(Coordinate annotation entries)
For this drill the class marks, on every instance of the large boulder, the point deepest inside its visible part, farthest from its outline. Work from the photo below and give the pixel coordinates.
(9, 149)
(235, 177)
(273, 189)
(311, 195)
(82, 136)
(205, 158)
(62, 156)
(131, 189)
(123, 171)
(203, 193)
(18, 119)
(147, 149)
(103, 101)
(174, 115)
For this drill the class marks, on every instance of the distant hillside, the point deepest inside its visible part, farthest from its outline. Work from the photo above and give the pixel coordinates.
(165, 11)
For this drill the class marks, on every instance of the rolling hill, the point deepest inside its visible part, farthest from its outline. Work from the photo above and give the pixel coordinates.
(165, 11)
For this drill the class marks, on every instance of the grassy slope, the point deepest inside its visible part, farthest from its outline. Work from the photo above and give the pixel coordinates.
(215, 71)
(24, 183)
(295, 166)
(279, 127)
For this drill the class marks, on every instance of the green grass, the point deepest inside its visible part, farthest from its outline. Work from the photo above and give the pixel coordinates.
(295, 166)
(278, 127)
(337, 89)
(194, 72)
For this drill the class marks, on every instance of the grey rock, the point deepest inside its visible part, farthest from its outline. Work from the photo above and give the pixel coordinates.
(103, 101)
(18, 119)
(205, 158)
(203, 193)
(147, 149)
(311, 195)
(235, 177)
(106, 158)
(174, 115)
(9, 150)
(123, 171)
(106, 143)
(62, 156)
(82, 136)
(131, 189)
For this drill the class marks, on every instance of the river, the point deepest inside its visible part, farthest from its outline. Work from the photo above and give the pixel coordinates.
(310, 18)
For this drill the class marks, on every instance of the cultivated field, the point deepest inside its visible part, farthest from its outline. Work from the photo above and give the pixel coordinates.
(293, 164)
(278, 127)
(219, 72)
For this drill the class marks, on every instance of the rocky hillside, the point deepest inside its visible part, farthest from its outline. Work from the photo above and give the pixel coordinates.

Your instructions:
Rewrite all of the records, replacing "For this drill" with "For this exercise" and leaving everything else unchanged.

Task result:
For this exercise the class marks, on every instance of the large boulder, the point deepest inside its visible part, farthest from its outline. Work from the photo below and give the pixel coordinates.
(9, 149)
(235, 177)
(273, 189)
(311, 195)
(82, 136)
(205, 158)
(62, 156)
(131, 189)
(123, 171)
(203, 193)
(18, 119)
(147, 149)
(103, 101)
(174, 115)
For this exercise the class marks, on every instance of the distant hillside, the point deepest inside its visible part, farthest from its outline. Work from the photo above and give the pixel coordinates.
(165, 11)
For this exercise the class marks, on every instance of the rolling hill, the point deepest inside its visible part, farthest from its outline. Work from the photo above and give the pixel coordinates.
(165, 11)
For this exercise the class marks, on every instance of the grassy slope, the point deepest inside its visible part, farthest from its outline. Work from the photo above and give the pixel coordinates.
(215, 71)
(24, 183)
(295, 166)
(279, 127)
For this exercise the class marks, on every instance of the green grass, the point deepest inside its visible part, farthest from its outline. Work from the photo above and give the pixel coordinates.
(295, 166)
(278, 127)
(337, 89)
(194, 72)
For this exercise the class marks, on every instance of the grey rock, the point deepest inside its visible part, farthest from its outline. Work from the photo above and give the pixel coordinates.
(103, 101)
(18, 119)
(205, 158)
(203, 193)
(147, 149)
(311, 195)
(235, 177)
(106, 158)
(174, 115)
(9, 150)
(123, 171)
(106, 143)
(62, 156)
(82, 136)
(131, 189)
For this exercise the class marks, on every instance of the river, the point deepest inside its visible part, farthest from its outline. Work from the photo above and give the pixel coordinates.
(310, 18)
For this exercise the class marks, on every instance of the cultivated field, the point deepest inside its visible part, farthest from its outline. Work from the photo above and give the pixel coordinates.
(293, 164)
(278, 127)
(219, 72)
For this exercise the class marks, on every instance of the rocky hillside, the point deepest inside its visible part, farthest from its outline. Work from the photo above and give the pixel coordinates.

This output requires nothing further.